##### Extracted material #####

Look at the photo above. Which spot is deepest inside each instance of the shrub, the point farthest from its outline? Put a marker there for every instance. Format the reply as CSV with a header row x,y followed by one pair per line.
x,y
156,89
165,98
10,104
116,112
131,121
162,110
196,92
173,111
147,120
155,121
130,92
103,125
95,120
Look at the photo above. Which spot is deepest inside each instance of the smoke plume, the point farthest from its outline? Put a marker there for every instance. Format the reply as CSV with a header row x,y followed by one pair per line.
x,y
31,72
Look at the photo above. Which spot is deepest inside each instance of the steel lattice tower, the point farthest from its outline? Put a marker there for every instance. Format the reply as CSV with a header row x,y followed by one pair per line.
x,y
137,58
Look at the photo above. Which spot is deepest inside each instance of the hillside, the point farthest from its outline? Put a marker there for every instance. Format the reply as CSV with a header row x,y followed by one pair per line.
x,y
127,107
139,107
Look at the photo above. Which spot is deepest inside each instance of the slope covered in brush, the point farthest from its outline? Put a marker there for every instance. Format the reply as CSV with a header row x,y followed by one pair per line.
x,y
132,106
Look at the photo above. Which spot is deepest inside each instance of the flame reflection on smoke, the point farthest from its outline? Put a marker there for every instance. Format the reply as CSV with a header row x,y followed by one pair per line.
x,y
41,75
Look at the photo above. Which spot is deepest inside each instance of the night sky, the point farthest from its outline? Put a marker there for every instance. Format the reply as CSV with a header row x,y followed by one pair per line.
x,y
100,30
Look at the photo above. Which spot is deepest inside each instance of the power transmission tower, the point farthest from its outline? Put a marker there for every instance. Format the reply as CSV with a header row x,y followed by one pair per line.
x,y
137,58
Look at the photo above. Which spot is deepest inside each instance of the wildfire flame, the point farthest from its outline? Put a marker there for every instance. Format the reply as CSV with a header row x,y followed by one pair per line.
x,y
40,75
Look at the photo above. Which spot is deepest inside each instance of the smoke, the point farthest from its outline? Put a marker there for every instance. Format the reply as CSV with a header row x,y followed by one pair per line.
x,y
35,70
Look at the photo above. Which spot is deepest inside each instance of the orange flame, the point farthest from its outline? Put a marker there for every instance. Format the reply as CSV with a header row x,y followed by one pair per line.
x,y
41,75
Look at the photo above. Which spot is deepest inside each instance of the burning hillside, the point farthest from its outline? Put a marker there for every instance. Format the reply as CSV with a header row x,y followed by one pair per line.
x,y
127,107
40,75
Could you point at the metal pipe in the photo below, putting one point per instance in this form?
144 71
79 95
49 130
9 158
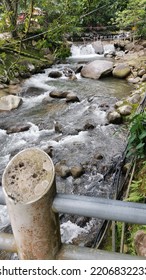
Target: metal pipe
72 252
106 209
7 242
29 187
2 197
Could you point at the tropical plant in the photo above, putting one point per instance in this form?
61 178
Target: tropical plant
137 138
133 17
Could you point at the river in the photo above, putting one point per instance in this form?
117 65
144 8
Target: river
75 133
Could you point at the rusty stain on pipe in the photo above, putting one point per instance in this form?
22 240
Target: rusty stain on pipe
7 242
29 186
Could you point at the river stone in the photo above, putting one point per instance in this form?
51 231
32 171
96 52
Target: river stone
114 117
77 171
141 72
19 128
109 49
55 74
72 97
121 71
134 99
134 80
143 78
62 170
9 102
125 110
58 94
97 69
98 47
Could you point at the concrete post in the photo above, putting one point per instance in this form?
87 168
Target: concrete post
29 187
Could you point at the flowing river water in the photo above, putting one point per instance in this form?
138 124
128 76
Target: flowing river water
75 133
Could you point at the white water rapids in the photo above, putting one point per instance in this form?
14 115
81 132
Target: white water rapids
75 144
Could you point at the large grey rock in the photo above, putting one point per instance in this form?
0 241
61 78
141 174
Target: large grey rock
114 117
96 69
122 70
9 102
98 47
125 110
109 49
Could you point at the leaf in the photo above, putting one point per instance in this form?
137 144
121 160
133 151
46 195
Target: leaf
140 145
143 135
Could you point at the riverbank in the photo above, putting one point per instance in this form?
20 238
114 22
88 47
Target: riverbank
87 127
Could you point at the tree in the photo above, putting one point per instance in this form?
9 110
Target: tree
11 7
133 17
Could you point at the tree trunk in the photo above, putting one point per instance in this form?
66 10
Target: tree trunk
12 9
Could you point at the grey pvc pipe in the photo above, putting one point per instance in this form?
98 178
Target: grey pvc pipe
101 208
29 186
7 242
2 198
72 252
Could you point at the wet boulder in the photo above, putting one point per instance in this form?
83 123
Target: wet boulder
18 128
62 170
114 117
9 102
125 110
98 47
58 94
55 74
72 97
121 71
77 171
97 69
109 49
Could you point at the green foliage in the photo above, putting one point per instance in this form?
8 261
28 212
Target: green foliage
133 16
137 139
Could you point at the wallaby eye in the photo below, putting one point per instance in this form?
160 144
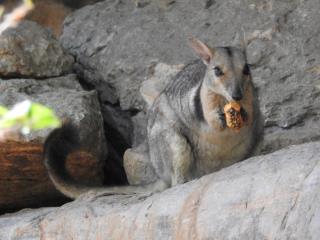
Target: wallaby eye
246 70
218 71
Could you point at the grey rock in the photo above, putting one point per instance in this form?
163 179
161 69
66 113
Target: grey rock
31 51
69 101
139 128
117 45
274 196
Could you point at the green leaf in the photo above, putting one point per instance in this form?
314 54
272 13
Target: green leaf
42 117
29 116
3 110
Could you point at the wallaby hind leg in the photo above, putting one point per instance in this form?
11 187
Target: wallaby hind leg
171 156
137 165
182 160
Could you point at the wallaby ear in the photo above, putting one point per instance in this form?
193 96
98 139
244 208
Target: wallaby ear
201 49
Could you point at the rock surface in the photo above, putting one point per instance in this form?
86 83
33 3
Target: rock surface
274 196
31 51
23 178
117 45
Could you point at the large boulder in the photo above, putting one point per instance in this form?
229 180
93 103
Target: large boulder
274 196
116 46
31 51
23 179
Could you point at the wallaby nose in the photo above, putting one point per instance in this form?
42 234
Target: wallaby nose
237 95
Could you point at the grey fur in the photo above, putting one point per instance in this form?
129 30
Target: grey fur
186 132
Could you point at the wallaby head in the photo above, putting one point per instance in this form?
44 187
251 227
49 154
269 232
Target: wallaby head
227 73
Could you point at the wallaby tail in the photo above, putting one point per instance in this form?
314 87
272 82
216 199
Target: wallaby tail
59 144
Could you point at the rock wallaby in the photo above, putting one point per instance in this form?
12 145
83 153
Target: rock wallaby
187 134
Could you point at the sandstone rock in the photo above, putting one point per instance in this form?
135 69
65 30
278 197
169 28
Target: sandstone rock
31 51
116 45
23 178
275 196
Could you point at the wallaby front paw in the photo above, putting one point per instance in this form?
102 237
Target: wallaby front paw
222 119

#####

Exercise objective » In the data above, find the line with "Could you point at the green foliage" and repeat it and every line after it through the end, exactly; leave the pictures out.

Written solution »
Could you point at the green foliage in the photo above, putting one point per instance in this form?
8 261
28 212
Target: green foliage
133 16
137 139
Could you point at the wallaby eye in the photo below, putting one point per instance in this form?
160 144
Target: wallaby eye
246 70
218 71
Could you point at the grey rock in the photo above, putting one point per instance in this form?
163 179
161 69
66 113
Target: grey rock
31 51
69 101
139 128
117 45
274 196
Could you point at the green leaf in the photo above, putting one point per instance in this form?
314 54
272 13
Target: green leaf
42 117
29 116
3 110
Could you point at the wallaby hind leg in the photo above, putting one point per instance in this form?
11 187
Target: wallaby hind leg
171 156
137 165
182 160
Could you point at the wallaby ear in the photo above, putting one point per instance in this form?
193 96
98 139
244 208
Target: wallaby ear
201 49
Could you point at the rock surface in the photo above, putting one point per instance in this form?
86 83
33 3
Target: rock surface
274 196
31 51
23 178
117 45
Could you point at the large boulder in the photo above, putting one point per instance in this form?
229 180
93 103
Target: large boulder
274 196
116 46
31 51
23 179
Could you point at the wallaby nose in the photo above, putting one point per instance in this form?
42 234
Target: wallaby nose
237 95
Could you point at the grey fur in the photo above, putting one point per instance in this form?
129 30
Target: grey fur
186 132
Could you point at the wallaby head in the photo above, putting one point per instance in this form?
44 187
251 227
49 154
269 232
Target: wallaby head
227 73
Could you point at the wallaby tail in the photo above, putting one point per instance in this form?
314 87
272 82
216 199
Target: wallaby tail
59 144
Could you point at the rock wallaby in the photo above, putting one point per instance in this form?
12 145
83 153
Target: rock wallaby
187 134
Could you point at the sandstone rock in the photo above, putting one point per instance in this form?
135 69
65 30
278 197
169 28
Target: sandstone rock
31 51
116 45
23 178
275 196
Could you point at the wallaby front paw in the photo above, putting one point per instance in this form?
102 237
Target: wallaby front paw
222 119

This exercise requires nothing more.